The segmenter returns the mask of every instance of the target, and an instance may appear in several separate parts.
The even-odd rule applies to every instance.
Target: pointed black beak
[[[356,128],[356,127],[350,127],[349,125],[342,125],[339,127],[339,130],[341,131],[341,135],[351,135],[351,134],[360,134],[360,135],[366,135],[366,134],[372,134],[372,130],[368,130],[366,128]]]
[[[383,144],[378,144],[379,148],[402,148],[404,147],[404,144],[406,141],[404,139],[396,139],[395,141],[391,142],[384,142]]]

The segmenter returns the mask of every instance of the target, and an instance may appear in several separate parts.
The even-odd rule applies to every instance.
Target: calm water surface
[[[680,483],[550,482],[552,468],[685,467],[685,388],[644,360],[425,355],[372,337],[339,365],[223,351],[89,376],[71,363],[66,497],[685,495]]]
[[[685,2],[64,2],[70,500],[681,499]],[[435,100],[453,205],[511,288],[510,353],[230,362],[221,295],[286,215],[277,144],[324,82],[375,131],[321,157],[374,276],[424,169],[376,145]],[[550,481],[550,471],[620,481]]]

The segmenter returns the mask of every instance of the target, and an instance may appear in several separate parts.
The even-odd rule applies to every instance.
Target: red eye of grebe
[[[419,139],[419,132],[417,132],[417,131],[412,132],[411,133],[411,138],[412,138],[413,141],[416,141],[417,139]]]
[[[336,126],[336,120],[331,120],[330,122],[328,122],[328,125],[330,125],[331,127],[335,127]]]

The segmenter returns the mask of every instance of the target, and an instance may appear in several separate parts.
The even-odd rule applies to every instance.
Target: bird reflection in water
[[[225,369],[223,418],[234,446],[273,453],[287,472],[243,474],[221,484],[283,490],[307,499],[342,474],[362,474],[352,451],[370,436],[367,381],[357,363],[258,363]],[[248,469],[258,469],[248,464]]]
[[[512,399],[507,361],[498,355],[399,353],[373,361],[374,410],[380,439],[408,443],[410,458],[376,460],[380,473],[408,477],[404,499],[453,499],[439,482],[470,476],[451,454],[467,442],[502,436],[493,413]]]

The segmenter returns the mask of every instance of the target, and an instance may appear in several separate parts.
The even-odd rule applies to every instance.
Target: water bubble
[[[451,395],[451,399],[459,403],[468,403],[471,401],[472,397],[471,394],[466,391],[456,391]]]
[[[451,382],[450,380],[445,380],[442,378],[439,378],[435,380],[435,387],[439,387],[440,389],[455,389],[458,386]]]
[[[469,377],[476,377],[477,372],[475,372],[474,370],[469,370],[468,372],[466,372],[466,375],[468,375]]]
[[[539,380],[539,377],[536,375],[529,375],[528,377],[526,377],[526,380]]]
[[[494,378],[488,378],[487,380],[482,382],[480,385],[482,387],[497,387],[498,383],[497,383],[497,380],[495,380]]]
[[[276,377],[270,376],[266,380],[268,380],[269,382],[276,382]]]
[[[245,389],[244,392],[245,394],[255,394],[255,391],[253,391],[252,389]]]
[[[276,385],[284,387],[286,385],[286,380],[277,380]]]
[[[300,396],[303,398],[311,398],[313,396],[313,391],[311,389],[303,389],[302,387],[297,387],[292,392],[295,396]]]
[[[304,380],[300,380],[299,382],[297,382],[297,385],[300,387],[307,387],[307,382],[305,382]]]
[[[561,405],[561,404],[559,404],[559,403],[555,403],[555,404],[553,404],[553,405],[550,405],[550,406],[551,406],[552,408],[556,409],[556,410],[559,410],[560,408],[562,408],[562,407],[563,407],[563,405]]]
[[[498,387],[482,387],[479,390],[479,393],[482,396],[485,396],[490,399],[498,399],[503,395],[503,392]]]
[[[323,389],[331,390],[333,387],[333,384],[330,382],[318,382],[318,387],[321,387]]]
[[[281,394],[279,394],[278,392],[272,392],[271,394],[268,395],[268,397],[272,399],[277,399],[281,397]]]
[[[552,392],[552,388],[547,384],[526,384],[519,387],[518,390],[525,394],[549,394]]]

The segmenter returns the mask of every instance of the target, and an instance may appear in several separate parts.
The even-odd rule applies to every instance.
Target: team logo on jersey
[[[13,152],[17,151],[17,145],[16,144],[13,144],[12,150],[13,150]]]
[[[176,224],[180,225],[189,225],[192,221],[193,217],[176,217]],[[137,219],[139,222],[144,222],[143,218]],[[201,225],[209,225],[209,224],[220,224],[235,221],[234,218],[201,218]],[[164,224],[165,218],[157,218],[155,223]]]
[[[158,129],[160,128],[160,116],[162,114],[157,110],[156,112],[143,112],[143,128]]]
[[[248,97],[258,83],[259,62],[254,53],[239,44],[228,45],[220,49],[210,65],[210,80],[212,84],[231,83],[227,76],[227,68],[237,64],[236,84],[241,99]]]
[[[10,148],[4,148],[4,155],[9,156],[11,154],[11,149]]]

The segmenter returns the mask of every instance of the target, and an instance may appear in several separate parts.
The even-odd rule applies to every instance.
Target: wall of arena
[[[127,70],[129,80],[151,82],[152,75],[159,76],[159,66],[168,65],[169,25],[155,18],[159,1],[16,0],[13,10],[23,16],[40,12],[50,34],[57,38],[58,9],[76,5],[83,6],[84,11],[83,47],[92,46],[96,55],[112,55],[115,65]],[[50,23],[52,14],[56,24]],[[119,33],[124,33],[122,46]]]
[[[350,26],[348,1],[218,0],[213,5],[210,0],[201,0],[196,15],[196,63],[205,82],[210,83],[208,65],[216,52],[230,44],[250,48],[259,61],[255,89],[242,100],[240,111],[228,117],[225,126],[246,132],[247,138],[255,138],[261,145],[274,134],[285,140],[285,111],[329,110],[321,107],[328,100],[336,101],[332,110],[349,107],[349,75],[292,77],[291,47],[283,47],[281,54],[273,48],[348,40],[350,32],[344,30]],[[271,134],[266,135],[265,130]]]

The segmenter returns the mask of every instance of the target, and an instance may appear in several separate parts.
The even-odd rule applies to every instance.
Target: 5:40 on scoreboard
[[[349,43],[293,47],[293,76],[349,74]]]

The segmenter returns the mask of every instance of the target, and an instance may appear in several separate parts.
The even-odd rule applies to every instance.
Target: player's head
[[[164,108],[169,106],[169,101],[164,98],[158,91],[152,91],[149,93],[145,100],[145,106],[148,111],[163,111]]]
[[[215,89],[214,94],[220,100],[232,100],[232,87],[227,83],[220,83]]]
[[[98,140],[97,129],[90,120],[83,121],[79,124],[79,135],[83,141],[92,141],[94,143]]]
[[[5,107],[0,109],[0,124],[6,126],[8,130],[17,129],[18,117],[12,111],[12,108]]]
● ● ● ● ● ● ●
● Work to be completed: Could you produce an exact copy of the whole listing?

● Exercise answer:
The segmenter returns the mask of every instance of the target, and an instance may appear in several separate parts.
The even-odd rule applies to every instance.
Target: pointed black beak
[[[356,128],[356,127],[350,127],[349,125],[342,125],[339,127],[339,130],[341,131],[341,135],[351,135],[351,134],[360,134],[360,135],[366,135],[366,134],[372,134],[372,130],[368,130],[366,128]]]
[[[383,144],[378,144],[379,148],[402,148],[404,147],[404,144],[406,141],[404,139],[396,139],[395,141],[391,142],[384,142]]]

The segmenter returns the mask of every instance of the target, and an instance may appear in several separate parts.
The even-odd rule applies to every instance.
Target: calm water surface
[[[680,483],[550,482],[552,468],[685,467],[685,388],[644,360],[425,355],[372,337],[339,365],[223,351],[89,376],[71,363],[66,497],[685,495]]]
[[[685,2],[64,2],[70,500],[681,499]],[[435,100],[453,205],[511,288],[510,353],[230,362],[221,295],[286,215],[277,144],[324,82],[375,131],[321,157],[374,276],[424,169],[376,145]],[[550,481],[550,471],[620,481]]]

The segmenter returns the mask of every instance of the target, and an instance may appear in several separate parts.
The even-odd rule applies to every instance.
Target: red eye of grebe
[[[419,139],[419,132],[417,132],[417,131],[412,132],[411,133],[411,138],[412,138],[413,141],[416,141],[417,139]]]
[[[336,126],[336,120],[331,120],[330,122],[328,122],[328,125],[330,125],[331,127],[335,127]]]

The segmenter returns the mask of every instance of the target, and an instance may appear in several separate parts.
The even-odd rule applies to every instance.
Target: bird reflection in water
[[[225,369],[223,418],[234,446],[273,453],[287,472],[243,474],[221,484],[283,490],[307,499],[342,474],[362,474],[352,451],[370,436],[367,381],[357,363],[258,363]],[[248,469],[258,469],[248,464]]]
[[[512,399],[507,361],[498,355],[399,353],[373,361],[374,410],[380,439],[408,443],[410,458],[376,460],[380,473],[408,477],[404,499],[453,499],[439,482],[470,476],[451,454],[467,442],[502,436],[493,413]]]

The segmenter returns the mask of every instance of the target, and an instance may appear in several separate parts.
The even-odd rule applies to every instance.
Target: water bubble
[[[451,395],[451,399],[459,403],[468,403],[471,401],[472,397],[471,394],[466,391],[456,391]]]
[[[451,382],[450,380],[445,380],[442,378],[439,378],[435,380],[435,387],[439,387],[440,389],[455,389],[458,386]]]
[[[469,377],[476,377],[477,372],[475,372],[474,370],[469,370],[468,372],[466,372],[466,375],[468,375]]]
[[[539,380],[539,377],[536,375],[529,375],[528,377],[526,377],[526,380]]]
[[[494,378],[488,378],[487,380],[482,382],[480,385],[482,387],[497,387],[498,383],[497,383],[497,380],[495,380]]]
[[[276,377],[270,376],[266,380],[268,380],[269,382],[276,382]]]
[[[245,389],[244,392],[245,394],[255,394],[255,391],[253,391],[252,389]]]
[[[276,385],[284,387],[286,385],[286,380],[277,380]]]
[[[300,396],[303,398],[311,398],[313,396],[313,391],[311,389],[303,389],[302,387],[297,387],[292,392],[295,396]]]
[[[304,380],[300,380],[299,382],[297,382],[297,385],[300,387],[307,387],[307,382],[305,382]]]
[[[561,405],[561,404],[559,404],[559,403],[555,403],[555,404],[553,404],[553,405],[550,405],[550,406],[551,406],[552,408],[556,409],[556,410],[559,410],[560,408],[562,408],[562,407],[563,407],[563,405]]]
[[[498,387],[482,387],[479,390],[479,393],[482,396],[485,396],[490,399],[498,399],[503,395],[503,392]]]
[[[323,389],[331,390],[333,387],[333,384],[330,382],[318,382],[318,387],[321,387]]]
[[[281,394],[279,394],[278,392],[272,392],[271,394],[268,395],[268,397],[272,399],[277,399],[281,397]]]
[[[552,392],[552,388],[547,384],[526,384],[519,387],[518,390],[525,394],[549,394]]]

The segmenter returns the mask of every instance of the target, and an instance may appear in several separate parts.
The even-odd rule applies to every instance.
Target: team logo on jersey
[[[13,152],[17,151],[17,145],[16,144],[13,144],[12,150],[13,150]]]
[[[176,224],[180,225],[189,225],[192,221],[193,217],[176,217]],[[137,219],[139,222],[144,222],[143,218]],[[201,225],[209,225],[209,224],[220,224],[235,221],[234,218],[201,218]],[[164,224],[165,218],[157,218],[155,223]]]
[[[158,129],[160,128],[160,116],[162,114],[157,110],[156,112],[143,112],[143,128]]]
[[[248,97],[258,83],[259,62],[254,53],[239,44],[228,45],[220,49],[210,65],[210,80],[212,84],[231,83],[227,76],[227,68],[237,64],[236,84],[241,99]]]
[[[10,148],[4,148],[4,155],[9,156],[11,154],[11,149]]]

The segmenter returns the mask of every instance of the target, and an instance may appear in several separate parts.
The even-odd rule applies to every instance.
Target: wall of arena
[[[127,70],[129,80],[151,82],[152,75],[159,76],[159,66],[168,65],[169,25],[155,18],[159,1],[16,0],[13,10],[23,16],[40,12],[50,34],[57,38],[58,9],[76,5],[83,6],[84,11],[83,47],[92,46],[96,55],[112,55],[115,65]],[[50,23],[52,14],[56,24]],[[119,33],[124,33],[122,46]]]
[[[350,26],[348,1],[218,0],[213,5],[210,0],[201,0],[196,15],[196,63],[205,82],[210,83],[208,65],[216,52],[230,44],[250,48],[259,61],[255,89],[242,100],[240,111],[228,117],[225,126],[246,132],[247,138],[255,138],[261,145],[274,134],[285,140],[285,111],[329,110],[321,107],[328,100],[336,101],[332,110],[349,107],[349,75],[292,77],[291,47],[283,47],[281,54],[273,48],[348,40],[350,32],[344,30]],[[271,134],[266,135],[265,130]]]

The segmenter returns the mask of every instance of the target, and an instance may appear in several separate parts.
The even-odd rule applies to every instance.
Target: 5:40 on scoreboard
[[[349,43],[293,47],[293,76],[349,74]]]

The segmenter returns the mask of every instance of the target, and an instance may appear in several separate parts.
The even-odd rule applies to every instance.
Target: player's head
[[[164,108],[169,106],[169,101],[164,98],[158,91],[152,91],[149,93],[145,100],[145,106],[148,111],[163,111]]]
[[[215,89],[214,94],[220,100],[232,100],[232,87],[227,83],[220,83]]]
[[[98,140],[97,129],[90,120],[83,121],[79,124],[79,135],[83,141],[92,141],[94,143]]]
[[[5,107],[0,109],[0,124],[6,126],[8,130],[17,129],[18,117],[12,111],[12,108]]]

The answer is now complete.